═════ Materials provided ═════

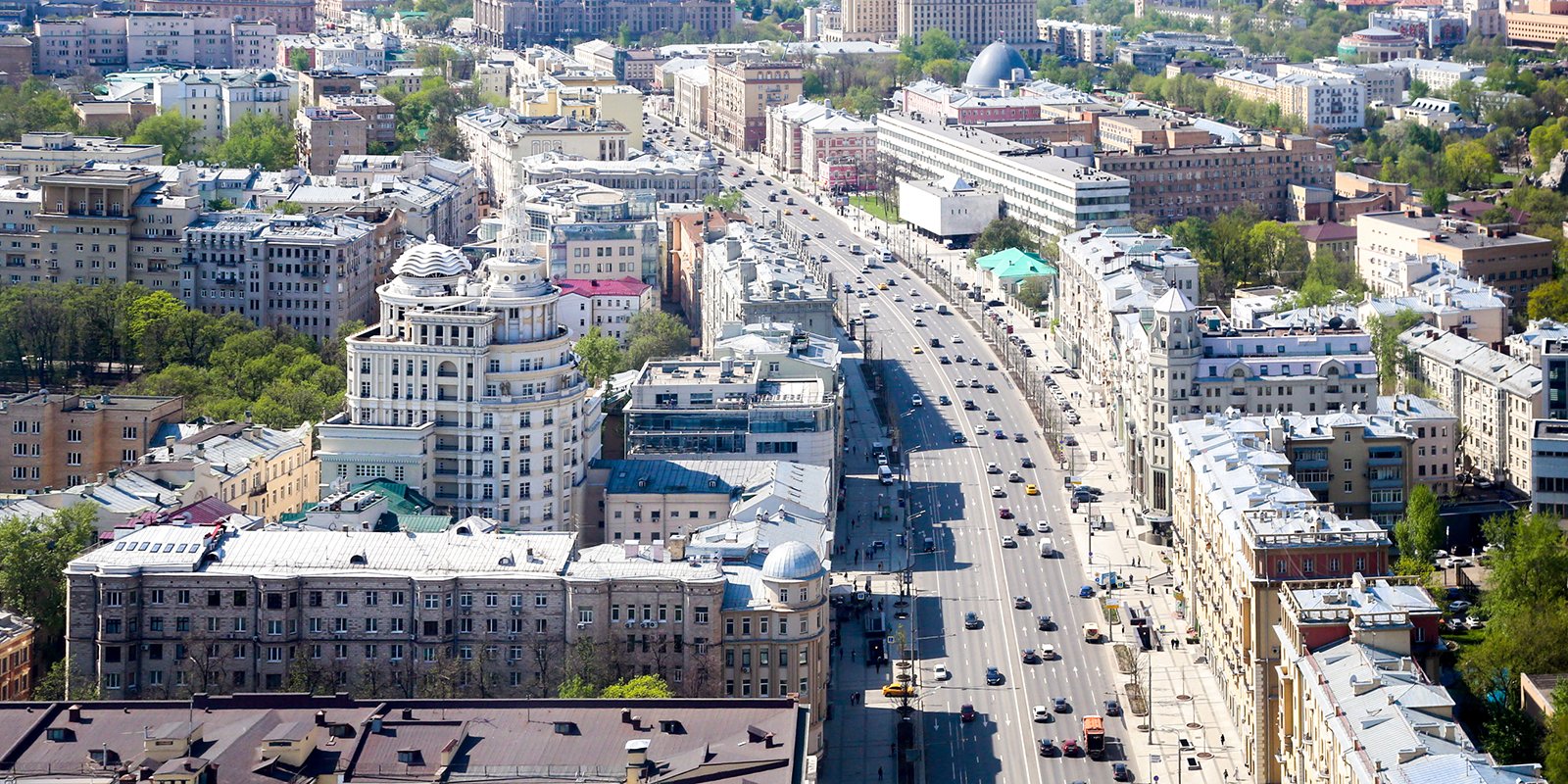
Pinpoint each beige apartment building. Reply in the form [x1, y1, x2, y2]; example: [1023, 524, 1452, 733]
[0, 390, 185, 494]
[130, 421, 321, 522]
[0, 610, 37, 703]
[295, 107, 370, 174]
[1168, 414, 1390, 782]
[1095, 131, 1338, 222]
[708, 52, 805, 151]
[66, 517, 829, 750]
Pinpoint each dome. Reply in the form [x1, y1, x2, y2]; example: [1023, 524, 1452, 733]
[762, 541, 821, 580]
[392, 237, 472, 277]
[964, 41, 1029, 88]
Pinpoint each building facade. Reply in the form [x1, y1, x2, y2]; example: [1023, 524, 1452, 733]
[318, 228, 602, 530]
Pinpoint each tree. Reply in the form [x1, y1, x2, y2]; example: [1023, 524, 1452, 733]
[127, 110, 202, 167]
[1367, 309, 1421, 394]
[1394, 484, 1447, 563]
[625, 311, 692, 367]
[703, 190, 742, 214]
[974, 217, 1040, 257]
[207, 113, 298, 171]
[0, 504, 97, 662]
[599, 676, 676, 700]
[572, 326, 625, 384]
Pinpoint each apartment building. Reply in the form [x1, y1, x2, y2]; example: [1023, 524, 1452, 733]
[701, 222, 837, 350]
[317, 228, 602, 530]
[136, 0, 316, 34]
[0, 610, 37, 703]
[555, 277, 659, 348]
[876, 112, 1131, 238]
[1170, 413, 1390, 781]
[1268, 574, 1543, 784]
[33, 11, 277, 75]
[1213, 69, 1367, 133]
[473, 0, 740, 49]
[593, 460, 834, 552]
[896, 0, 1038, 52]
[295, 107, 370, 174]
[458, 107, 630, 202]
[706, 52, 805, 151]
[1356, 259, 1511, 347]
[66, 519, 828, 748]
[1095, 133, 1338, 222]
[178, 212, 398, 340]
[519, 152, 719, 202]
[0, 693, 809, 784]
[1398, 324, 1544, 492]
[0, 130, 163, 186]
[128, 420, 321, 522]
[1035, 19, 1121, 66]
[514, 180, 661, 285]
[0, 390, 185, 494]
[1356, 209, 1552, 311]
[624, 358, 844, 475]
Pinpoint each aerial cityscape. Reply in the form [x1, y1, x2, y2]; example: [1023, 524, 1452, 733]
[0, 0, 1568, 784]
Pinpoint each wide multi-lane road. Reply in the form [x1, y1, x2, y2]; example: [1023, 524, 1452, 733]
[677, 141, 1131, 784]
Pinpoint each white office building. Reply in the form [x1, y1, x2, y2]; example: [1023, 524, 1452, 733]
[318, 215, 602, 530]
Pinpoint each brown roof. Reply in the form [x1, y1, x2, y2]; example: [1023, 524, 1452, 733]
[0, 695, 806, 784]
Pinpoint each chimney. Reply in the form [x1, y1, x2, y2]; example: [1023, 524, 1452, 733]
[625, 739, 653, 784]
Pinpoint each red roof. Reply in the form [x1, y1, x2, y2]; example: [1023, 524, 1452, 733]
[1297, 222, 1356, 243]
[555, 277, 653, 296]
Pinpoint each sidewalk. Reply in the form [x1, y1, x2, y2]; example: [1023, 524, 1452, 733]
[847, 207, 1252, 784]
[817, 340, 919, 782]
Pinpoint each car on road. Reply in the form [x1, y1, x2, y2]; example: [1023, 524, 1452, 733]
[883, 684, 914, 696]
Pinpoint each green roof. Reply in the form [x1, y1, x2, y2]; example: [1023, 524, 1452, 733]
[975, 248, 1056, 277]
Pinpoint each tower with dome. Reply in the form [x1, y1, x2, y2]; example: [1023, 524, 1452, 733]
[318, 228, 602, 530]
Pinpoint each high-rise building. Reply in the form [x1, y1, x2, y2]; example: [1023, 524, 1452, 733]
[897, 0, 1040, 52]
[317, 220, 602, 530]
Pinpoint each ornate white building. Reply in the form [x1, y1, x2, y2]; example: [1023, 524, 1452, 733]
[318, 220, 604, 531]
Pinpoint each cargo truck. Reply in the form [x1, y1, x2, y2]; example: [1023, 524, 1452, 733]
[1084, 716, 1105, 759]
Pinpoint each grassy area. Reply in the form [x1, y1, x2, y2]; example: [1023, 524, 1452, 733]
[850, 196, 899, 222]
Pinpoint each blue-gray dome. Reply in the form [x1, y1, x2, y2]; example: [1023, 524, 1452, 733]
[762, 541, 821, 580]
[964, 41, 1029, 89]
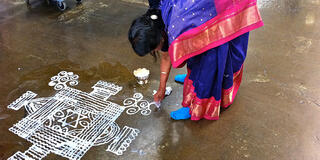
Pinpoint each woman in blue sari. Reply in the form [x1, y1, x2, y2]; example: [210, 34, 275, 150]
[129, 0, 263, 120]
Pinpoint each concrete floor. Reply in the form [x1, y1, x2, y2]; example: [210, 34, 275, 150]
[0, 0, 320, 160]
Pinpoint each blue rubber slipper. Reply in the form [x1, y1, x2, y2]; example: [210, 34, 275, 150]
[170, 107, 191, 120]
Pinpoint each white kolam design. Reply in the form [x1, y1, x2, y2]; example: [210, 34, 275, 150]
[123, 93, 155, 116]
[49, 71, 79, 90]
[8, 71, 151, 160]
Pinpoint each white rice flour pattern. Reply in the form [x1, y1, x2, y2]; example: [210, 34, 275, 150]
[8, 71, 152, 160]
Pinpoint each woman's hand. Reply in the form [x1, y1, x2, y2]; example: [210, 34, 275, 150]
[153, 88, 166, 102]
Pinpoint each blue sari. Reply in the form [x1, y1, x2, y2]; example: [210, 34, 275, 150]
[149, 0, 263, 120]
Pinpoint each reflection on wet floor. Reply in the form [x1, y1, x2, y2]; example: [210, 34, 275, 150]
[0, 0, 320, 159]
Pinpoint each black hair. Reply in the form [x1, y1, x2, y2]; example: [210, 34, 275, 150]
[128, 9, 164, 58]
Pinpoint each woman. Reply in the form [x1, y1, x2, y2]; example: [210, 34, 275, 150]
[129, 0, 263, 120]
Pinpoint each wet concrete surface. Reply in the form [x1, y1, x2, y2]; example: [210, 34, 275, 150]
[0, 0, 320, 160]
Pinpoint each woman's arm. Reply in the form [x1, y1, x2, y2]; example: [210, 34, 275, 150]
[153, 52, 171, 102]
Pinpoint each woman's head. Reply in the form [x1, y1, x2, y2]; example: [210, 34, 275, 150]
[128, 9, 164, 56]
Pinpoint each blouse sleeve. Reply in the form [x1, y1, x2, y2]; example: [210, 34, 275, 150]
[148, 0, 160, 9]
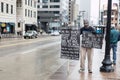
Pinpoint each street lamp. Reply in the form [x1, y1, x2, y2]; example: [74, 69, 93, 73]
[100, 0, 114, 72]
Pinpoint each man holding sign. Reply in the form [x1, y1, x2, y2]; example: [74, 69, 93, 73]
[79, 20, 96, 73]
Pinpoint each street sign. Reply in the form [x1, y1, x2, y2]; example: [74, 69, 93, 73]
[61, 28, 80, 60]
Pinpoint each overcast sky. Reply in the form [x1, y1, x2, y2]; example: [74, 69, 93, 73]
[91, 0, 118, 24]
[76, 0, 119, 24]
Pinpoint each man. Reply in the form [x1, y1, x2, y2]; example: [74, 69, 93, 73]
[79, 20, 96, 73]
[110, 24, 119, 65]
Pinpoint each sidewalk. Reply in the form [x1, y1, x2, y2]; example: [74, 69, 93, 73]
[49, 43, 120, 80]
[0, 33, 48, 41]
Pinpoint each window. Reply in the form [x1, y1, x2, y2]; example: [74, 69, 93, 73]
[31, 11, 32, 17]
[1, 2, 4, 12]
[42, 6, 48, 8]
[34, 1, 36, 8]
[25, 0, 27, 5]
[37, 5, 40, 8]
[38, 0, 40, 3]
[53, 11, 60, 14]
[50, 0, 60, 2]
[34, 12, 36, 18]
[42, 0, 48, 3]
[6, 4, 9, 13]
[28, 10, 30, 17]
[25, 9, 27, 16]
[18, 23, 20, 28]
[11, 5, 13, 14]
[28, 0, 30, 6]
[31, 0, 32, 7]
[50, 5, 60, 8]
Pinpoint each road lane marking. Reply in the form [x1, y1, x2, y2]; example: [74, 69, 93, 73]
[0, 37, 59, 48]
[21, 42, 60, 54]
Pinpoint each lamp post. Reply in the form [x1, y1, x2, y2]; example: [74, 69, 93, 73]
[100, 0, 114, 72]
[99, 0, 101, 26]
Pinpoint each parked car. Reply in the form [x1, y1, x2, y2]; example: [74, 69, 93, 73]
[24, 30, 38, 39]
[51, 31, 60, 36]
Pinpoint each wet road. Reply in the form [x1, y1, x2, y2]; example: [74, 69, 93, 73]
[0, 36, 65, 80]
[0, 36, 120, 80]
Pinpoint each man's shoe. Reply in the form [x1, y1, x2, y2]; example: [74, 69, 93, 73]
[79, 69, 85, 73]
[113, 61, 116, 65]
[113, 63, 116, 65]
[88, 70, 92, 73]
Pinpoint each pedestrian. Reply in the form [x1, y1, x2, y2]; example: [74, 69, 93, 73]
[79, 20, 96, 73]
[110, 24, 120, 65]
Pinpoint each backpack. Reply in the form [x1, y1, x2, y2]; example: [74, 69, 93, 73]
[118, 32, 120, 41]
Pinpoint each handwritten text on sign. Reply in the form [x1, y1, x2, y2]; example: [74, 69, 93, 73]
[61, 29, 80, 60]
[82, 32, 103, 49]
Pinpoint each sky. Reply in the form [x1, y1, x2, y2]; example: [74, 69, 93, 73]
[91, 0, 118, 24]
[76, 0, 119, 24]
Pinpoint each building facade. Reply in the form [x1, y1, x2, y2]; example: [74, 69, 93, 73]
[16, 0, 37, 35]
[0, 0, 16, 34]
[68, 0, 79, 25]
[0, 0, 37, 35]
[37, 0, 68, 32]
[80, 0, 91, 23]
[103, 3, 119, 28]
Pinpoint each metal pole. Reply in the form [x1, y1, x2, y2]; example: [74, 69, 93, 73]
[99, 0, 101, 26]
[100, 0, 114, 72]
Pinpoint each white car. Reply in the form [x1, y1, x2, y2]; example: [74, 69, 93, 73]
[24, 30, 38, 39]
[51, 31, 60, 36]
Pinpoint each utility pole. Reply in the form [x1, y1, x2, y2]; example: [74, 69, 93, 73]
[100, 0, 114, 72]
[99, 0, 101, 26]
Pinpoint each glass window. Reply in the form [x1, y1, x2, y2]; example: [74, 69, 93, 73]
[50, 0, 60, 2]
[50, 5, 60, 8]
[34, 12, 36, 18]
[38, 0, 40, 3]
[25, 9, 27, 16]
[42, 5, 48, 8]
[25, 0, 27, 5]
[28, 0, 30, 6]
[34, 1, 37, 8]
[53, 11, 60, 14]
[42, 0, 48, 3]
[28, 10, 30, 17]
[31, 11, 32, 17]
[11, 5, 13, 14]
[37, 5, 40, 8]
[6, 4, 9, 13]
[18, 23, 20, 28]
[31, 0, 32, 7]
[1, 2, 4, 12]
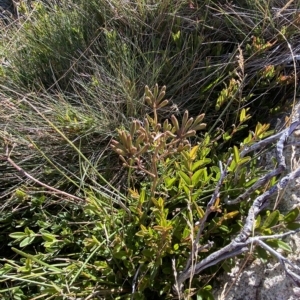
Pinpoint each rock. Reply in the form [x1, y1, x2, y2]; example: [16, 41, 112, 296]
[214, 102, 300, 300]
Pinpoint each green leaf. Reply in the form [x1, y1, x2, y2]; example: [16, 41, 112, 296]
[178, 171, 192, 185]
[192, 169, 204, 185]
[277, 240, 292, 252]
[286, 223, 300, 230]
[284, 207, 299, 223]
[238, 156, 251, 166]
[240, 108, 246, 123]
[262, 210, 280, 229]
[165, 177, 177, 189]
[255, 215, 261, 229]
[219, 225, 230, 233]
[9, 232, 27, 239]
[192, 158, 211, 171]
[20, 236, 35, 248]
[113, 250, 128, 260]
[233, 146, 240, 165]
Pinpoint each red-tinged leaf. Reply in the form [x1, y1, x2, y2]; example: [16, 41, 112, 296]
[284, 207, 299, 223]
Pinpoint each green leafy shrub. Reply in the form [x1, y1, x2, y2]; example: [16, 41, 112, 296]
[0, 0, 299, 299]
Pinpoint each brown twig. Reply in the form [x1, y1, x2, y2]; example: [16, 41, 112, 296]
[0, 147, 86, 203]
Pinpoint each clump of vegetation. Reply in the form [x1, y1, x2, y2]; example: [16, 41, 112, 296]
[0, 0, 299, 299]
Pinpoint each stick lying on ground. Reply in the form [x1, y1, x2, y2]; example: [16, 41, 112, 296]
[173, 120, 300, 297]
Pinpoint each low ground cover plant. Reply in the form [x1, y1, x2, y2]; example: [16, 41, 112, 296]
[0, 0, 299, 299]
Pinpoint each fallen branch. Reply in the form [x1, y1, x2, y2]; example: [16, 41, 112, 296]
[173, 121, 300, 294]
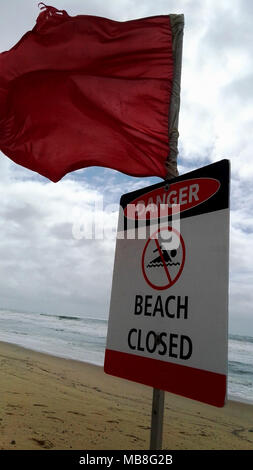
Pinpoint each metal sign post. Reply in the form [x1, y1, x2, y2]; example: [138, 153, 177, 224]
[150, 388, 164, 450]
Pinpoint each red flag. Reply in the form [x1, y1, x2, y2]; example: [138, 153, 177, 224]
[0, 6, 182, 182]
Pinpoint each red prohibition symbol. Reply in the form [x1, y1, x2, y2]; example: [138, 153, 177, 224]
[142, 226, 185, 290]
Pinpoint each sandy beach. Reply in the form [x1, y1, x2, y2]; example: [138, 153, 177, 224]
[0, 343, 253, 450]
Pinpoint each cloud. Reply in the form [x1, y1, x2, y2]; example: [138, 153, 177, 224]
[0, 0, 253, 334]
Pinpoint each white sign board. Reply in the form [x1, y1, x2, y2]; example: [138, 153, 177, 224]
[105, 160, 229, 406]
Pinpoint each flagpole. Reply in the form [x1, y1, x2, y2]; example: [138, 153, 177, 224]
[150, 15, 184, 450]
[150, 388, 164, 450]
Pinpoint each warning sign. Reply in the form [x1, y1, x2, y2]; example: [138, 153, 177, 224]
[104, 160, 229, 406]
[142, 226, 185, 290]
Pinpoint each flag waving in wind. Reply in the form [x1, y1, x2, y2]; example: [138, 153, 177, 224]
[0, 4, 184, 182]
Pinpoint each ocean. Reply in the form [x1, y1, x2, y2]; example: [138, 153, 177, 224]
[0, 310, 253, 404]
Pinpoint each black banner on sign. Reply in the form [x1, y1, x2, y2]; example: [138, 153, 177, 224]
[120, 160, 230, 230]
[0, 450, 252, 469]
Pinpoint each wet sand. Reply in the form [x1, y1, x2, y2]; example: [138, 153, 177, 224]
[0, 343, 253, 450]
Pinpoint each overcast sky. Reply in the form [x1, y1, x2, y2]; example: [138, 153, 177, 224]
[0, 0, 253, 336]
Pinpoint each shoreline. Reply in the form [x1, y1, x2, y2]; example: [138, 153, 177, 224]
[0, 340, 253, 405]
[0, 342, 253, 450]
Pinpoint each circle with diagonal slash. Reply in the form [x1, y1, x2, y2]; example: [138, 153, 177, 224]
[142, 226, 185, 290]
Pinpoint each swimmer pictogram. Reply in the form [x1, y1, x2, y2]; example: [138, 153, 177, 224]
[142, 226, 185, 290]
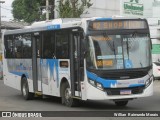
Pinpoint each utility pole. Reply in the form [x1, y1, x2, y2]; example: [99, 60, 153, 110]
[46, 0, 49, 20]
[0, 1, 5, 39]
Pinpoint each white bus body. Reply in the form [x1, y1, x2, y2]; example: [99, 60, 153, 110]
[3, 18, 153, 106]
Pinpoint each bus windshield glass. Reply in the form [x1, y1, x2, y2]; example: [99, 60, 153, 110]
[87, 33, 151, 70]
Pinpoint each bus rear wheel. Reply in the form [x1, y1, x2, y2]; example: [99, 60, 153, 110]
[115, 100, 128, 106]
[21, 77, 34, 100]
[61, 82, 79, 107]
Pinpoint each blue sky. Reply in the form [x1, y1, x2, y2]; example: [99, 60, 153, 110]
[0, 0, 14, 21]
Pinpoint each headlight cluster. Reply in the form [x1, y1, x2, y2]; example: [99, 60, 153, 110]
[88, 79, 103, 91]
[145, 76, 153, 87]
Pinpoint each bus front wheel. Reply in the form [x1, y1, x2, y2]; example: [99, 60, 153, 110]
[115, 100, 128, 106]
[61, 82, 78, 107]
[21, 77, 34, 100]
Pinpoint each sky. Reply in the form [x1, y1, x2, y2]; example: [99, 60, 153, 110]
[0, 0, 14, 21]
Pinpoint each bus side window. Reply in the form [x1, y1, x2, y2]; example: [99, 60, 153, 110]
[42, 31, 55, 59]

═════

Problem statement =>
Rewrite every line of the data from its start through the line containing "[0, 0, 1568, 784]", shifting each answer's bounding box coordinates by adding 81 to every number. Keep the numbers in the reply format lines unchanged, and leave the pictures out.

Finished exercise =>
Pinpoint each beige apartment building. Reply in the form [x1, y1, x2, y2]; example: [1023, 524, 1452, 733]
[81, 471, 266, 575]
[211, 502, 402, 603]
[81, 691, 118, 784]
[376, 188, 451, 255]
[1249, 495, 1471, 863]
[1176, 212, 1419, 303]
[789, 133, 886, 232]
[147, 598, 910, 831]
Pinpoint each dome. Reply in the form [x1, y1, x2, y2]; example: [1023, 524, 1452, 733]
[843, 622, 902, 661]
[473, 318, 553, 358]
[1045, 122, 1110, 169]
Pinpoint each building facade. Reply in the form [x1, y1, x2, y2]; example: [1023, 524, 1452, 733]
[399, 309, 683, 611]
Pinpoint each tree. Reply in the form [x1, y1, x2, y2]; example: [1023, 524, 1452, 733]
[208, 191, 283, 248]
[1448, 390, 1502, 475]
[1475, 565, 1528, 644]
[706, 392, 773, 448]
[784, 271, 823, 295]
[1055, 298, 1121, 338]
[288, 194, 379, 252]
[81, 585, 178, 743]
[680, 757, 757, 781]
[653, 407, 706, 465]
Pinpoint each apartment building. Reply in the form [x1, y1, x2, y2]; example: [1023, 524, 1452, 733]
[782, 303, 918, 431]
[398, 309, 683, 611]
[217, 81, 397, 115]
[81, 691, 118, 784]
[636, 358, 740, 429]
[957, 193, 1212, 319]
[1251, 494, 1471, 862]
[1349, 655, 1624, 865]
[114, 92, 358, 156]
[1294, 150, 1448, 214]
[554, 81, 821, 130]
[674, 541, 915, 633]
[977, 81, 1119, 133]
[376, 188, 451, 255]
[539, 188, 711, 283]
[787, 133, 886, 232]
[1437, 340, 1592, 428]
[147, 600, 909, 829]
[1176, 214, 1419, 303]
[259, 293, 479, 421]
[600, 233, 800, 283]
[81, 774, 890, 865]
[1479, 405, 1625, 573]
[81, 211, 244, 267]
[209, 501, 402, 603]
[1116, 100, 1202, 147]
[595, 261, 742, 366]
[81, 471, 266, 575]
[1437, 290, 1633, 392]
[705, 439, 925, 556]
Pinpoint each aerial cityscape. Reply in the form [x1, y1, x2, y2]; example: [1023, 524, 1452, 733]
[81, 81, 1649, 865]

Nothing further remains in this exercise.